> BRIEF 1: Summarize the commentary on economic policy in two sentences.

— start SELECTED TEXT —

Secondly he hints that the state cannot assume more economic responsibility before we have fixed accountability – and thereby arrested corruption.
Thirdly he appeals for a sophistication of our views on the labour market – I think by suggesting that a degree of duality is crucial.
But, he warns:
I do not subscribe to the simplistic and questionable idea that the inability to hire and fire people is the core cause of structural unemployment. The balanced high growth would create demand for labour, regardless of labour rigidity.
Fourthly he asked us analysts why:
we casually, without considering the social implications, vilify workers and the working class, making them useful villains for complex economic challenges? We almost never give view to the body of evidence that shows that market rigidity and anticompetitive behaviour is a significant factor in deterring investment and output and that, in fact, it contributes to SA’s excessive business and skilled-labour rents.
Those are important views – and an important corrective to aspects of our debate about development.
You might have picked up from warm and welcoming statements by the Democratic Alliance and a flood of beaming news stories that our Minister of Finance Pravin Gordhan said something slightly more exciting about economic policy than the bland pap from the policy kitchen of the increasingly awkward compromise which is the Ruling Alliance.
But before anyone gets too excited we should look at exactly what he said.
First up, in the main body of his speech to the 14th annual conference of the Board of the Institute of Internal Auditors – a body I suspect has hitherto not been allowed to bask at the centre of an important breaking news story – he suggested as part of his list of things that need to be done to “energetically reposition, restructure and reform our economy” :
Lower the cost of young, inexperienced low-skilled workers for firms to stimulate the demand for labour
That is from the paper as published on the the Treasury’s website – catch that here – it is well worth a read.

— end SELECTED TEXT —
— start MATERIAL SHOWN —

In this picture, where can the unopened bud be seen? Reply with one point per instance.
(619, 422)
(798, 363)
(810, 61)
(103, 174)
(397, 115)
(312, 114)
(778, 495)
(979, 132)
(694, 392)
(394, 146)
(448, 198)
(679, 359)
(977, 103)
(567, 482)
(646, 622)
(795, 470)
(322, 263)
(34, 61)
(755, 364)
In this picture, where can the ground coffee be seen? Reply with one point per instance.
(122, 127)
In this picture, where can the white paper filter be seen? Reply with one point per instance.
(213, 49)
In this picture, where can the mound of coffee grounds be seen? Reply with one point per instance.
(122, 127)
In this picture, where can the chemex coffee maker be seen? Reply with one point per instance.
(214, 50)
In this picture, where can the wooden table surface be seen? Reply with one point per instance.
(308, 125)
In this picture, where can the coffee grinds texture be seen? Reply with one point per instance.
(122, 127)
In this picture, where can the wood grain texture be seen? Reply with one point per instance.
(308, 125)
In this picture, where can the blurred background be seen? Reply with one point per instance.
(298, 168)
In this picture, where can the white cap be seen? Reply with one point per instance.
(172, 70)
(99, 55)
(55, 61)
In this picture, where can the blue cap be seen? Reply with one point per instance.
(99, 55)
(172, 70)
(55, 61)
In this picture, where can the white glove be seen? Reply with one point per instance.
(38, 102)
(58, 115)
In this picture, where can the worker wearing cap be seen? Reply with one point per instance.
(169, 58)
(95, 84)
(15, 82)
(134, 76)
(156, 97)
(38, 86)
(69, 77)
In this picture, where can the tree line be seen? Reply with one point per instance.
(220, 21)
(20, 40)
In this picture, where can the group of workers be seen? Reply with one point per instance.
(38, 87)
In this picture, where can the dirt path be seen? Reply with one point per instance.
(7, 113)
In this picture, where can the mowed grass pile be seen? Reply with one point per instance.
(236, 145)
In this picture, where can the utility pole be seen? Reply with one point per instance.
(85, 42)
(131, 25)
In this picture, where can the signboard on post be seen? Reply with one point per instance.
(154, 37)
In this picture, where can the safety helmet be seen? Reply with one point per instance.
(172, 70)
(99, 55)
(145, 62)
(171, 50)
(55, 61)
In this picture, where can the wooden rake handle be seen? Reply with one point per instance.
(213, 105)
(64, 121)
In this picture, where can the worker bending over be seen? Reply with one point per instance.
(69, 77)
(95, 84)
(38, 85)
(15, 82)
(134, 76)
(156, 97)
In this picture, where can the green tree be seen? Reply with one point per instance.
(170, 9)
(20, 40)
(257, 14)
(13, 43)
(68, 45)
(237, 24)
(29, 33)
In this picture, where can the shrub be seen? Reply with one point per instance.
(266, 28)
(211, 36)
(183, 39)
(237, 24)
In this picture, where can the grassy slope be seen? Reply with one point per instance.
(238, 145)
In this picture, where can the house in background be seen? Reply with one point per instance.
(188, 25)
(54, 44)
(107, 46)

— end MATERIAL SHOWN —

> BRIEF 2: Report every line of the records above that contains the string "coffee".

> EXERCISE SOLUTION 1: The commentary recounts the views that the state cannot assume more economic responsibility before accountability is fixed and corruption arrested, that views on the labour market need more sophistication, and that analysts vilify workers while ignoring evidence that market rigidity and anticompetitive behaviour deter investment and output; it calls these an important corrective. It then cautions that, despite warm statements from the Democratic Alliance and beaming news stories, readers should look at exactly what Finance Minister Pravin Gordhan said, including his call to lower the cost of young, inexperienced low-skilled workers to stimulate the demand for labour.

> EXERCISE SOLUTION 2:
In this picture, where can the ground coffee be seen? Reply with one point per instance.
In this picture, where can the mound of coffee grounds be seen? Reply with one point per instance.
In this picture, where can the chemex coffee maker be seen? Reply with one point per instance.
In this picture, where can the coffee grinds texture be seen? Reply with one point per instance.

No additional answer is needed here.